### What the task asks
Copy every entry below word for word, leaving out the pictures.

[start]

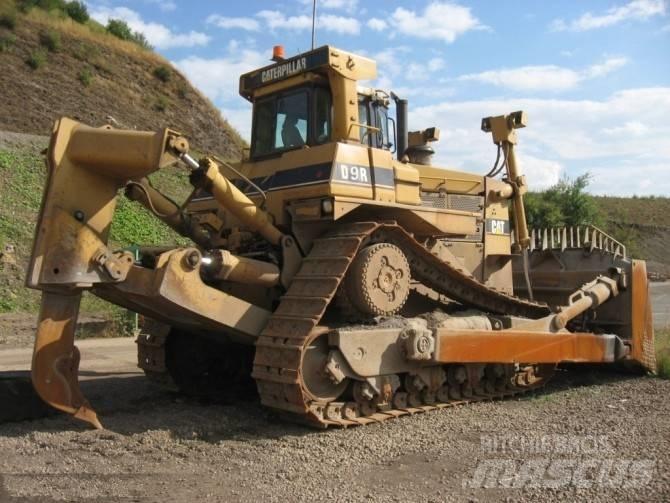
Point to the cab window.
(291, 120)
(323, 104)
(364, 118)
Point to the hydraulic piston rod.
(207, 175)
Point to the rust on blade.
(642, 350)
(516, 346)
(55, 364)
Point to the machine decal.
(353, 174)
(497, 226)
(285, 69)
(356, 174)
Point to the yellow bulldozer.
(352, 279)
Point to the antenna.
(313, 22)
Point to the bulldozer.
(351, 278)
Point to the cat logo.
(498, 227)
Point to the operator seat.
(290, 134)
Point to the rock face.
(98, 79)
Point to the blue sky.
(593, 76)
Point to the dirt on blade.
(158, 448)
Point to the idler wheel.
(317, 382)
(378, 280)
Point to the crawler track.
(295, 325)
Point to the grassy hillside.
(22, 176)
(642, 224)
(53, 66)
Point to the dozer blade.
(55, 365)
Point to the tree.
(564, 204)
(119, 29)
(77, 11)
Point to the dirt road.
(590, 435)
(159, 448)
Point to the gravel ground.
(158, 447)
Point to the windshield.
(284, 121)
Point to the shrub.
(47, 5)
(161, 104)
(7, 42)
(51, 40)
(8, 20)
(85, 77)
(119, 29)
(162, 73)
(77, 11)
(566, 203)
(36, 59)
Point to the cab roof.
(344, 63)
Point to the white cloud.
(439, 20)
(338, 24)
(565, 136)
(544, 77)
(348, 5)
(158, 35)
(243, 23)
(276, 20)
(377, 24)
(636, 10)
(164, 5)
(633, 128)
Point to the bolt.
(193, 259)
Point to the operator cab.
(294, 108)
(291, 119)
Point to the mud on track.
(158, 447)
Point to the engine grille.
(459, 202)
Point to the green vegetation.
(564, 204)
(8, 19)
(75, 10)
(120, 29)
(161, 104)
(85, 77)
(37, 59)
(7, 42)
(162, 73)
(50, 40)
(22, 175)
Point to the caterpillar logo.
(285, 70)
(496, 226)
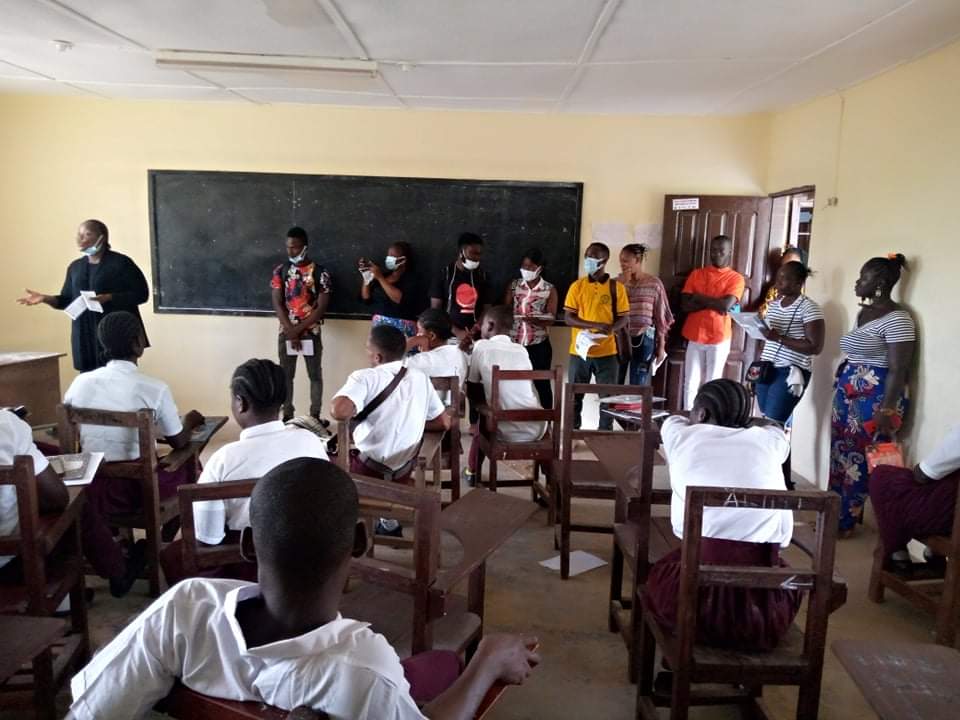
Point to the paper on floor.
(580, 562)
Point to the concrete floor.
(583, 673)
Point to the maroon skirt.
(728, 617)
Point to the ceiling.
(584, 56)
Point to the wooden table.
(32, 379)
(25, 639)
(904, 681)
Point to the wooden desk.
(32, 379)
(904, 681)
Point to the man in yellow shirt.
(589, 307)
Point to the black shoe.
(136, 562)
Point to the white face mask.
(529, 275)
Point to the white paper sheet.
(580, 562)
(751, 324)
(306, 347)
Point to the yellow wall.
(889, 150)
(68, 159)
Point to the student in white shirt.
(389, 436)
(121, 387)
(283, 642)
(720, 446)
(16, 438)
(257, 392)
(918, 502)
(497, 348)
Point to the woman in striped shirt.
(870, 397)
(794, 336)
(650, 317)
(534, 302)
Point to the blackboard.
(216, 236)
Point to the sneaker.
(136, 562)
(388, 528)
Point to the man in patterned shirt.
(301, 293)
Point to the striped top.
(788, 322)
(867, 344)
(529, 301)
(648, 305)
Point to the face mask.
(93, 249)
(591, 265)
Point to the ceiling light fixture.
(201, 60)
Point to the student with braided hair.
(721, 446)
(257, 393)
(121, 387)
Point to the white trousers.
(702, 364)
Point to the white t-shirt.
(121, 387)
(16, 438)
(191, 632)
(945, 459)
(259, 449)
(392, 433)
(715, 456)
(514, 394)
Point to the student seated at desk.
(914, 503)
(497, 348)
(121, 387)
(257, 393)
(16, 438)
(283, 642)
(718, 447)
(391, 405)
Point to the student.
(462, 288)
(391, 291)
(718, 446)
(16, 438)
(120, 386)
(283, 642)
(257, 391)
(708, 296)
(117, 281)
(914, 503)
(391, 405)
(437, 357)
(589, 306)
(496, 348)
(534, 302)
(301, 292)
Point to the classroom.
(595, 125)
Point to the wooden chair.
(584, 478)
(48, 547)
(155, 512)
(413, 604)
(798, 660)
(182, 702)
(940, 597)
(542, 452)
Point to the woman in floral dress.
(870, 397)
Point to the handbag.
(764, 372)
(622, 336)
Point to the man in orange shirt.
(708, 295)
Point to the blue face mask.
(591, 265)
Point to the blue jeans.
(604, 369)
(775, 400)
(641, 359)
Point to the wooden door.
(686, 246)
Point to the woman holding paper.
(101, 282)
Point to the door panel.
(686, 246)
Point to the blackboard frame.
(153, 174)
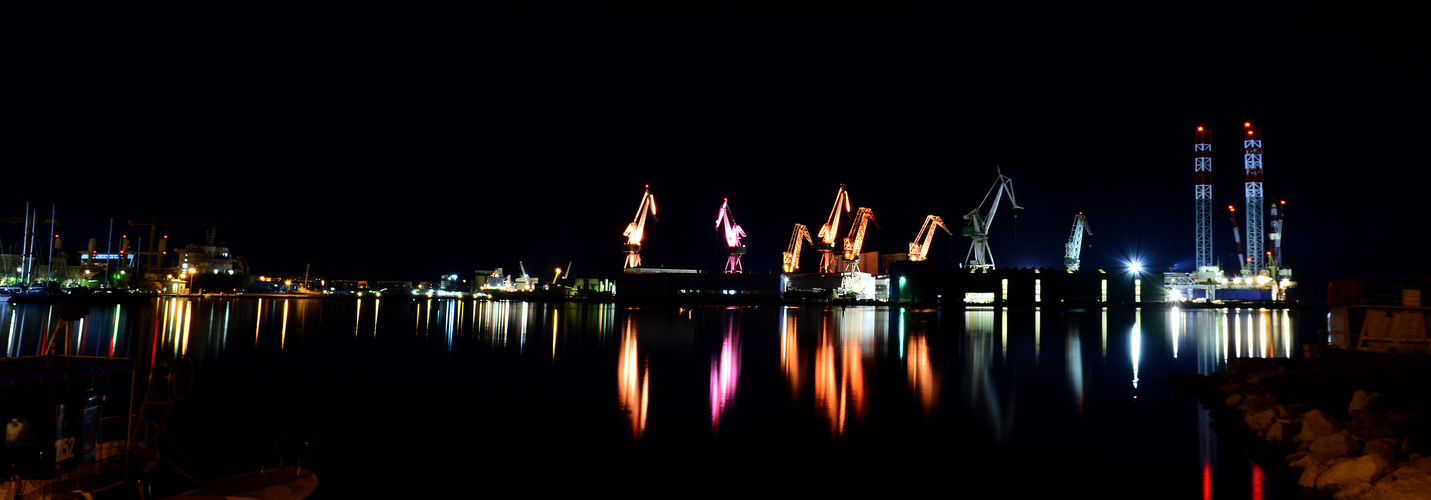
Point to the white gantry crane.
(790, 261)
(856, 239)
(830, 231)
(979, 255)
(1075, 245)
(919, 248)
(733, 235)
(1237, 241)
(637, 228)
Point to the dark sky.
(405, 142)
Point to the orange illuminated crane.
(830, 231)
(856, 239)
(637, 228)
(919, 248)
(792, 255)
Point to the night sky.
(405, 142)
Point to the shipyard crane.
(856, 239)
(979, 255)
(830, 231)
(792, 255)
(919, 248)
(637, 228)
(155, 257)
(1237, 241)
(733, 234)
(1278, 214)
(1075, 245)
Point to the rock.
(1401, 484)
(1353, 492)
(1318, 423)
(1420, 464)
(1281, 431)
(1251, 401)
(1365, 469)
(1384, 446)
(1305, 460)
(1310, 474)
(1262, 420)
(1340, 444)
(1363, 401)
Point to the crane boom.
(830, 231)
(979, 254)
(1237, 241)
(856, 239)
(790, 261)
(919, 248)
(637, 228)
(1075, 247)
(733, 234)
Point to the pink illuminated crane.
(733, 234)
(830, 231)
(856, 239)
(792, 255)
(919, 248)
(637, 228)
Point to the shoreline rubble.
(1344, 427)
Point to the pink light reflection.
(724, 374)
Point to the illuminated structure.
(733, 234)
(830, 231)
(919, 248)
(1075, 247)
(637, 228)
(1237, 241)
(1202, 196)
(790, 261)
(856, 239)
(1278, 212)
(979, 255)
(1252, 164)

[end]

### Response
Point to the cab window.
(291, 120)
(323, 104)
(364, 118)
Point to the hydraulic piston rod.
(207, 175)
Point to the rust on blade.
(642, 350)
(516, 346)
(55, 364)
Point to the machine decal.
(353, 174)
(497, 226)
(285, 69)
(356, 174)
Point to the yellow bulldozer.
(352, 279)
Point to the antenna.
(313, 22)
Point to the bulldozer.
(351, 278)
Point to the cat logo.
(498, 227)
Point to the operator seat.
(290, 134)
Point to the rock face.
(98, 79)
Point to the blue sky.
(593, 76)
Point to the dirt on blade.
(158, 448)
Point to the idler wheel.
(317, 382)
(378, 280)
Point to the crawler track.
(295, 325)
Point to the grassy hillside.
(22, 176)
(642, 224)
(53, 66)
Point to the dozer blade.
(55, 365)
Point to the tree.
(564, 204)
(119, 29)
(77, 11)
Point to the dirt road.
(590, 435)
(159, 448)
Point to the gravel ground.
(158, 447)
Point to the windshield.
(284, 121)
Point to the shrub.
(47, 5)
(161, 104)
(7, 42)
(51, 40)
(8, 20)
(85, 77)
(119, 29)
(162, 73)
(77, 11)
(566, 203)
(36, 59)
Point to the cab roof.
(344, 63)
Point to the white cloud.
(439, 20)
(338, 24)
(565, 136)
(544, 77)
(348, 5)
(158, 35)
(243, 23)
(276, 20)
(377, 24)
(636, 10)
(164, 5)
(633, 128)
Point to the bolt.
(193, 259)
Point to the operator cab.
(294, 108)
(291, 119)
Point to the mud on track.
(158, 447)
Point to the engine grille.
(459, 202)
Point to the green vegetation.
(564, 204)
(8, 19)
(75, 10)
(120, 29)
(161, 104)
(85, 77)
(37, 59)
(7, 42)
(162, 73)
(50, 40)
(22, 175)
Point to the caterpillar logo.
(285, 70)
(496, 226)
Point to the paper on floor.
(580, 562)
Point to the concrete floor.
(583, 673)
Point to the maroon skirt.
(728, 617)
Point to the ceiling.
(584, 56)
Point to the wooden table.
(32, 379)
(25, 639)
(904, 681)
Point to the wooden desk.
(32, 379)
(904, 681)
Point to the man in yellow shirt.
(589, 307)
Point to the black shoe.
(136, 562)
Point to the white face mask.
(529, 275)
Point to the white paper sheet.
(580, 562)
(751, 324)
(306, 347)
Point to the yellow wall.
(889, 150)
(68, 159)
Point to the student in white shirt.
(389, 436)
(121, 387)
(283, 642)
(720, 446)
(16, 438)
(257, 392)
(918, 502)
(497, 348)
Point to the woman in striped shirt.
(870, 397)
(794, 336)
(650, 317)
(534, 302)
Point to the blackboard.
(216, 236)
Point to the sneaker.
(136, 562)
(388, 528)
Point to the man in patterned shirt.
(301, 293)
Point to the striped top.
(788, 322)
(867, 344)
(529, 301)
(648, 305)
Point to the face mask.
(93, 249)
(591, 265)
Point to the ceiling light fixture.
(201, 60)
Point to the student with braided hair.
(721, 446)
(257, 393)
(121, 387)
Point to the white trousers.
(702, 364)
Point to the white t-shirt.
(121, 387)
(16, 438)
(191, 632)
(945, 459)
(259, 449)
(392, 433)
(715, 456)
(514, 394)
Point to the student seated at desk.
(914, 503)
(497, 348)
(121, 387)
(257, 393)
(16, 438)
(283, 642)
(718, 447)
(391, 405)
Point to the student.
(462, 288)
(391, 291)
(718, 446)
(16, 438)
(120, 386)
(283, 642)
(257, 391)
(708, 296)
(117, 281)
(914, 503)
(391, 405)
(437, 357)
(589, 306)
(496, 348)
(534, 302)
(301, 292)
Point to the classroom.
(595, 125)
Point to the wooden chair.
(584, 478)
(48, 547)
(155, 512)
(413, 604)
(798, 660)
(182, 702)
(940, 597)
(542, 452)
Point to the woman in floral dress.
(870, 397)
Point to the handbag.
(764, 372)
(622, 336)
Point to the man in orange shirt.
(708, 295)
Point to the blue face mask.
(591, 265)
Point to the blue jeans.
(604, 369)
(775, 400)
(641, 359)
Point to the wooden door.
(686, 246)
Point to the woman holding paper.
(101, 282)
Point to the door panel.
(686, 246)
Point to the blackboard frame.
(153, 174)
Point to the white gantry crane.
(790, 261)
(856, 239)
(830, 231)
(979, 255)
(1075, 245)
(919, 248)
(733, 235)
(1237, 241)
(637, 228)
Point to the dark sky.
(405, 142)
Point to the orange illuminated crane.
(830, 231)
(856, 239)
(637, 228)
(919, 248)
(792, 255)
Point to the night sky.
(405, 142)
Point to the shipyard crane.
(856, 239)
(979, 255)
(830, 231)
(792, 255)
(919, 248)
(637, 228)
(155, 257)
(1237, 241)
(733, 234)
(1278, 214)
(1075, 245)
Point to the rock.
(1401, 484)
(1353, 492)
(1318, 423)
(1420, 464)
(1281, 431)
(1251, 401)
(1365, 469)
(1384, 446)
(1305, 460)
(1310, 474)
(1262, 420)
(1340, 444)
(1363, 401)
Point to the crane boom.
(830, 231)
(979, 254)
(1237, 241)
(856, 239)
(790, 261)
(919, 248)
(637, 228)
(1075, 247)
(733, 234)
Point to the pink illuminated crane.
(733, 234)
(830, 231)
(856, 239)
(792, 255)
(919, 248)
(637, 228)
Point to the shoreline rubble.
(1344, 427)
Point to the pink light reflection.
(724, 374)
Point to the illuminated structure.
(733, 234)
(830, 231)
(919, 248)
(1075, 247)
(637, 228)
(1237, 241)
(1202, 196)
(790, 261)
(856, 239)
(1278, 212)
(979, 255)
(1252, 164)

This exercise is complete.